• Extract to read:
I think you’re describing the family of statistical phrase structure parsers which make heavy use of backtracking, and use statistics to rank different parse trees given the syntactic ambiguities that are so prevalent in human languages. This backtracking can be avoided by incremental concurrent processing of syntax and semantics, where syntax guilds semantics and vice versa. This is something I am trying to realise.

As an example, one step is to identify the part of speech and word sense for a word given the current state of processing an utterance together with the next word. This can take the statistics for part of speech sequences into account, along with the meaning of the previous words, and semantic models of meaning using spreading activation as originally proposed by Quillian.

Here is an example of previous work on this using ACT-R:

 “A cognitive approach to word sense disambiguation”, Sudakshina Dutta & Anupam Basu
 https://link.springer.com/chapter/10.1007/978-3-642-28604-9_18 <https://link.springer.com/chapter/10.1007/978-3-642-28604-9_18> 

And here is an account of top-down syntactic parsing using ACT-R:

  “The Basics of Syntactic Parsing in ACT-R”, Adrian Brasoveanu & Jakub Dotlačil
 https://link.springer.com/chapter/10.1007/978-3-030-31846-8_3 <https://link.springer.com/chapter/10.1007/978-3-030-31846-8_3> 

I instead use a bottom up approach using shift-reduce parsing that incrementally processes an utterance, word by word to construct a graph of chunks, where each chunk represents a verb phrase, a noun phrase, etc. This year I want to work on integrating incremental semantic processing to construct the meaning of the utterance, and to guide parsing, e.g. attachment of prepositional phrases. I also need to work on the lexicon and integration of spreading activation.

Processing time will depend on the extent of semantic ambiguities, but in a much more manageable way than for purely syntactic parsing. Humans don’t seem to have much of a problem with long sentences provided that the meaning is clear and the structure isn’t deeply nested. I suspect that the latter is due to constraints of working memory.

> Perhaps the grammars are too prescriptive?  
> 
> I think it's mostly out-of-vocabulary words. A(lmost a) non-issue in closed domains, but basically prohibitive for open-domain applications. I don't think there are any commercial applications around anymore based on symbolic parsing.

Microsoft Tay comes to mind as an example of how self-learning applications can go badly wrong with out of vocabulary words, and start spouting racist or misogynistic nonsense.

I want to support out-of-vocabulary words in a way that reflects how children are seen to deal with them using the syntactic and semantic context. This is where combined symbolic+statistical approaches will be helpful, along with the means to trigger reasoning by pushing chunks to the model of the cortico-basal ganglia circuit. This offers the choice of modelling both conscious and subconscious reasoning in respect to syntax and semantics.

> Overall, the history of symbolic parsing points to the existence two major challenges: 
> - How to acquire the necessary knowledge (rules, etc.) ?
> - How to make processing performant?

Applications for modest closed domains are quite practical using manually developed knowledge, but to go beyond that we need to model how humans learn in terms of a toolkit of techniques, including metacognition.

Processing speed is a lesser challenge. Concurrent syntactic and semantic processing makes parsing relatively easy. Graph algorithms can be speeded up using hardware acceleration, and rule conditions can be compiled into discrimination networks that mimic sub-cortical regions of the brain.

• What the task asks: Please write out the stretch of the parsing discussion from "I think you’re" through "proposed by Quillian.", swapping "backtracking" for "search".

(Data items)
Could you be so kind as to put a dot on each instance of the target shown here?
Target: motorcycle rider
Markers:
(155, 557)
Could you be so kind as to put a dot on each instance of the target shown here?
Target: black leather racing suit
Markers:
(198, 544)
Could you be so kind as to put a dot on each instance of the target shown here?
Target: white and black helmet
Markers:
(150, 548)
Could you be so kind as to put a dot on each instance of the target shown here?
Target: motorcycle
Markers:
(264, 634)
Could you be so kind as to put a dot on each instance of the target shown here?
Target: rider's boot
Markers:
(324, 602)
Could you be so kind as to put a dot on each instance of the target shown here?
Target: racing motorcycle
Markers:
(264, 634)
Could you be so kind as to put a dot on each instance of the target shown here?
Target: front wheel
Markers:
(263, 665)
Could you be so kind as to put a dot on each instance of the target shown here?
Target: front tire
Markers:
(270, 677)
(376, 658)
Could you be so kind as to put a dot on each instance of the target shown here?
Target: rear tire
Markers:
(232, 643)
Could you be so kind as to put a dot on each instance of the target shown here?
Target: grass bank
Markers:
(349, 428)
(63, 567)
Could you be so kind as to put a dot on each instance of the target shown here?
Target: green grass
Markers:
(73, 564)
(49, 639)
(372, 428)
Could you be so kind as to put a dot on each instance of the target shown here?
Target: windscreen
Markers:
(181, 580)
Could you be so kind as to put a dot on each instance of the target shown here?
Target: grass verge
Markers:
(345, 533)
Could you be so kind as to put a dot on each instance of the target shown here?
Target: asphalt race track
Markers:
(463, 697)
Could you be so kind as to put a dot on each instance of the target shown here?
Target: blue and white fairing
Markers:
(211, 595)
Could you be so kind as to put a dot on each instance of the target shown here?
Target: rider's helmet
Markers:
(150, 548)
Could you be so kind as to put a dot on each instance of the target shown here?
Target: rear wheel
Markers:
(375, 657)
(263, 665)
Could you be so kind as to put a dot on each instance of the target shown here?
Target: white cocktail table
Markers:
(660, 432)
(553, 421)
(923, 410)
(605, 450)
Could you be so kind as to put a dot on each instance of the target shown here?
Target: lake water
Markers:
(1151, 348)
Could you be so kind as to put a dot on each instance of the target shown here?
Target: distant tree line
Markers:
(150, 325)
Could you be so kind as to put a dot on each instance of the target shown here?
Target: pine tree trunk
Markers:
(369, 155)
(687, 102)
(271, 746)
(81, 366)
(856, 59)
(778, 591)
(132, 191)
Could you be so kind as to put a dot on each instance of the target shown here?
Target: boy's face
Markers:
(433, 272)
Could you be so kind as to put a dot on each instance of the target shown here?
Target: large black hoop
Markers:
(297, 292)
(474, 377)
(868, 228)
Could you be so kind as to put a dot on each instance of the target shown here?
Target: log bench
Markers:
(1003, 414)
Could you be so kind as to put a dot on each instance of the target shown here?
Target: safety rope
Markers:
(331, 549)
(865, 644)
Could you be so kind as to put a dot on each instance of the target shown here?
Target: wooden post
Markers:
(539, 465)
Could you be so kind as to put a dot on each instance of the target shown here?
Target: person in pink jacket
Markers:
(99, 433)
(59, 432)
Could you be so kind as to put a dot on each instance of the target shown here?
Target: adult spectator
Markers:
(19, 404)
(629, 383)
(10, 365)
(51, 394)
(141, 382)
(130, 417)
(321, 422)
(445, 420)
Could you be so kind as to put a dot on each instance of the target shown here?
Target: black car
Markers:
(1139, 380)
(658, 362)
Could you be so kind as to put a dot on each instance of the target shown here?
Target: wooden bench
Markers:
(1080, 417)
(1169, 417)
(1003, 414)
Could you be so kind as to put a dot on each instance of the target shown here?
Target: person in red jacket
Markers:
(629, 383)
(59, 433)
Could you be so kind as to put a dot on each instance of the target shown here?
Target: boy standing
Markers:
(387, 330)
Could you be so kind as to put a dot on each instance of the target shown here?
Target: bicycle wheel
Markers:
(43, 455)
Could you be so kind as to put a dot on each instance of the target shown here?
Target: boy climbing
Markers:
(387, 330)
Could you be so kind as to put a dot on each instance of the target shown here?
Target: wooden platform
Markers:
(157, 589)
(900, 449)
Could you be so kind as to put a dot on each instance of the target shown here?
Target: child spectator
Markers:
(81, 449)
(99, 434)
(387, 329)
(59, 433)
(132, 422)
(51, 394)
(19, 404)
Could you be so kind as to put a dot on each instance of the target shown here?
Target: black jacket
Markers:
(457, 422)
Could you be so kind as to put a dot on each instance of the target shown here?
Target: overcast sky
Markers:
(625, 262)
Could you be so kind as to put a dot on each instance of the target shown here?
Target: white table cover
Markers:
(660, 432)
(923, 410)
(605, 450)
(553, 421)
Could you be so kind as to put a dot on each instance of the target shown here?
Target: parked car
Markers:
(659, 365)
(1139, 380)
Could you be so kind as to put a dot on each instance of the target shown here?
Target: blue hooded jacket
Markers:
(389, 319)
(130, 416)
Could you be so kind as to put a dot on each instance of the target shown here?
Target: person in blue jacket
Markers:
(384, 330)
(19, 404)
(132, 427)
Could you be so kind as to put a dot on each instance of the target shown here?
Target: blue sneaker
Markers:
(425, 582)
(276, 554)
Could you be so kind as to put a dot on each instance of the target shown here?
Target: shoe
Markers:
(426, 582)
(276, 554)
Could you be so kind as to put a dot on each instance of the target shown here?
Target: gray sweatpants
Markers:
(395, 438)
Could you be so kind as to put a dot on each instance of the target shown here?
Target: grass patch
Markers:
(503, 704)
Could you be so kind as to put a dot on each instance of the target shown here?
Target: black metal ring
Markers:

• Exercise solution:
I think you’re describing the family of statistical phrase structure parsers which make heavy use of search, and use statistics to rank different parse trees given the syntactic ambiguities that are so prevalent in human languages. This search can be avoided by incremental concurrent processing of syntax and semantics, where syntax guilds semantics and vice versa. This is something I am trying to realise.

As an example, one step is to identify the part of speech and word sense for a word given the current state of processing an utterance together with the next word. This can take the statistics for part of speech sequences into account, along with the meaning of the previous words, and semantic models of meaning using spreading activation as originally proposed by Quillian.